## Texte à analyser
=====
Dans ces quelques lignes, Paul rappelle les faits essentiels : Jésus de Nazareth est mort. Réellement. Quand il est dit «  il a été enseveli », cela  veut dire qu’il a été constaté en état de mort clinique  selon les normes de l’époque.  Or le troisième jour, des témoins et pas des moindres affirment que Jésus leur est apparu vivant.

Comment comprendre tout cela ? Comment faire tenir tout cela ensemble de manière cohérente ? Déjà à l’époque, c’était un défi ! Cela semblait inconcevable !

Or pour donner du sens à tout cela, Paul ne se met pas à parler de la résurrection en général. Mais par deux fois, il dit : « selon les Ecritures ». Paul ne prétend pas  fournir un rapport de médecin légiste prouvant et la mort et la résurrection de Jésus. Paul entend mettre en résonnance ces témoignages et ces événements  avec le formidable univers narratif des Ecritures de manière à ce que ces Ecritures aident à extraire de ces événements troublant un sens qui enracine dans la vie.

Ce qui est encore plus intéressant, c’est de réaliser ceci : quand Paul dit « Christ est mort pour nos péchés, selon les Ecritures », on pourrait croire qu’il cite un passage de l’ancien testament. Par exemple qu’il cite le passage d’un psaume ou d’un prophète qui justement dirait  mot pour mot cela : « Christ est mort pour nos péchés ».

Or vous pouvez lire tout l’Ancien Testament, en hébreu, en grec, en latin, en français, vous pouvez le lire de long en large, du début à la fin, et de la fin au début, à aucun endroit vous ne trouverez cette phrase.

De même, pour la suite de ce que Paul écrit : «  Il a été enseveli, il s’est réveillé le troisième jour  selon les Ecritures. » Là aussi, à aucun endroit, vous trouverez dans tout l’ancien testament, mot pour mot cette phrase.

Etonnant, non ? Par deux fois en deux lignes, Paul souligne fortement « selon les Ecritures ».  Or, nous avons beau fouiller dans le texte des Ecritures en question, nous en revenons bredouilles !

Cela s’explique, me semble-t-il, si on interprète «  selon les Ecritures » de la façon suivante : non selon la lettre des Ecritures, mais selon la logique interne du récit déployé par les Ecritures. Car une fois qu’on a lu de long en large les Ecritures, ce qui est reste, c’est une sorte de grammaire profonde qui nous permet non pas de réciter comme des perroquets la Bible, mais une grammaire profonde qui nous permet de penser, de vivre et d’agir selon l’esprit, la logique interne des Ecritures.

La logique interne des Ecritures qui émerge quand on se met à réfléchir la crucifixion du Christ, c’est qu’il est mort non pas inutilement, mais qu’il est mort pour nos péchés. Broyé par une grosse vague sombre représentant tout ce que l’humain peut avoir de sombre, jalousie, trahison, mesquinerie, Jésus est décrit comme étant celui qui absorbe nos péchés, sans être écrasé par eux. Enveloppée de cette signification, la mort du Christ ne produit plus en nous la colère, le dépit ou le désespoir, mais elle produit en nous une libération, un allègement, un immense respect et une profonde reconnaissance.
=====
## Entrées fournies
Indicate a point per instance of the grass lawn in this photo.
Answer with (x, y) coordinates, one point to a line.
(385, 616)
=====
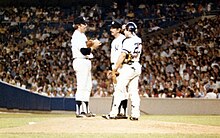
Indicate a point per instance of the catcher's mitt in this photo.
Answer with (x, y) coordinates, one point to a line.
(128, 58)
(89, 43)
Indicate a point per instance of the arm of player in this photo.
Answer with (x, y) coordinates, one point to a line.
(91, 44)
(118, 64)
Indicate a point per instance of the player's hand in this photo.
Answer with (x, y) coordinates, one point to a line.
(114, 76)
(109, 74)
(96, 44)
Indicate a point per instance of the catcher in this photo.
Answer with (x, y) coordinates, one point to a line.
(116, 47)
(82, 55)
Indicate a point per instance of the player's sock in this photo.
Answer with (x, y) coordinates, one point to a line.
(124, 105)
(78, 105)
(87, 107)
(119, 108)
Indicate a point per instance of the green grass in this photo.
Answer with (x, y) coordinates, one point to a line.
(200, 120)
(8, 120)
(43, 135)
=====
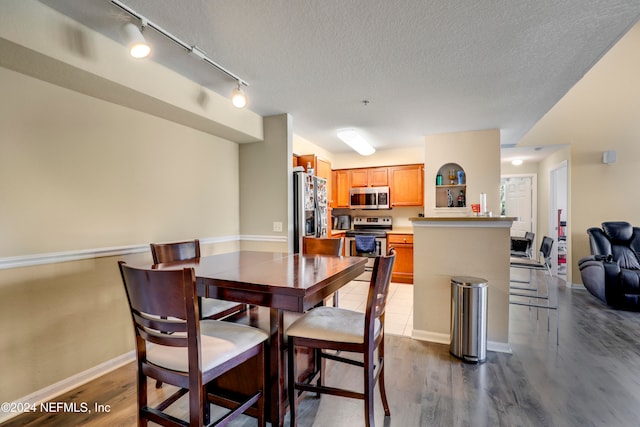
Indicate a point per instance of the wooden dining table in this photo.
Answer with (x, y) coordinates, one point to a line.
=====
## Consigne
Donnez la suite du texte sur le sens de « selon les Ecritures » chez Paul, en reprenant après sa dernière phrase.

## Réponse attendue
De même, la logique interne des Ecritures qui émerge, quand on se met à réfléchir aux différents témoignages affirmant qu’il est vivant, c’est que l’affirmation « Jésus le crucifié vit » est une partie d’un plus vaste récit, racontant comment Dieu agit dans le monde pour le mener à son salut.

La vie, la mort et la résurrection du Christ sont une partie d’une longue et vaste épopée. Plus nous nous immergeons dans cette épopée déployée dans les Ecritures, plus nous la lisons et la méditons, plus se forge en nous la conviction suivante : la réalité, toute la réalité, malgré ses contours chaotiques et révoltants, toute la réalité demeure finalement sous le rayonnement d’un amour divin.

Ainsi, pour les premiers chrétiens,  croire en la résurrection, c’est croire que Dieu aime le monde et tout ce qui s’y trouve, et que le désir de Dieu ultimement est que l’aventure humaine dans ce monde n’ait pas à sa perte, mais qu’elle aboutisse au salut et à la vie réconciliée.

Ainsi pour Paul, il ne s’agit pas de prouver la résurrection, mais de resituer  tous ces événements touchant à la vie de Jésus dans la grande arche du récit déployé par les Ecritures.

Au moment où il écrit, un modèle est en train d’émerger. Même si entre Pierre, Jacques et Paul, les témoignages divergent, même s’ils tâtonnent, ils se retrouvent tous autour de ces quelques phrases.

«  le Christ est mort pour nos péchés, selon les Ecritures. Il  a été enseveli, il s’est réveillé le troisième jour, selon les Ecritures »

Cette manière de présenter les choses, même si elle est balbutiante permet  de ne plus être sidéré, mais d’explorer, de penser de manière féconde les événements touchant à la vie, la mort et la résurrection de Jésus.

Témoins d'une formidable épopée !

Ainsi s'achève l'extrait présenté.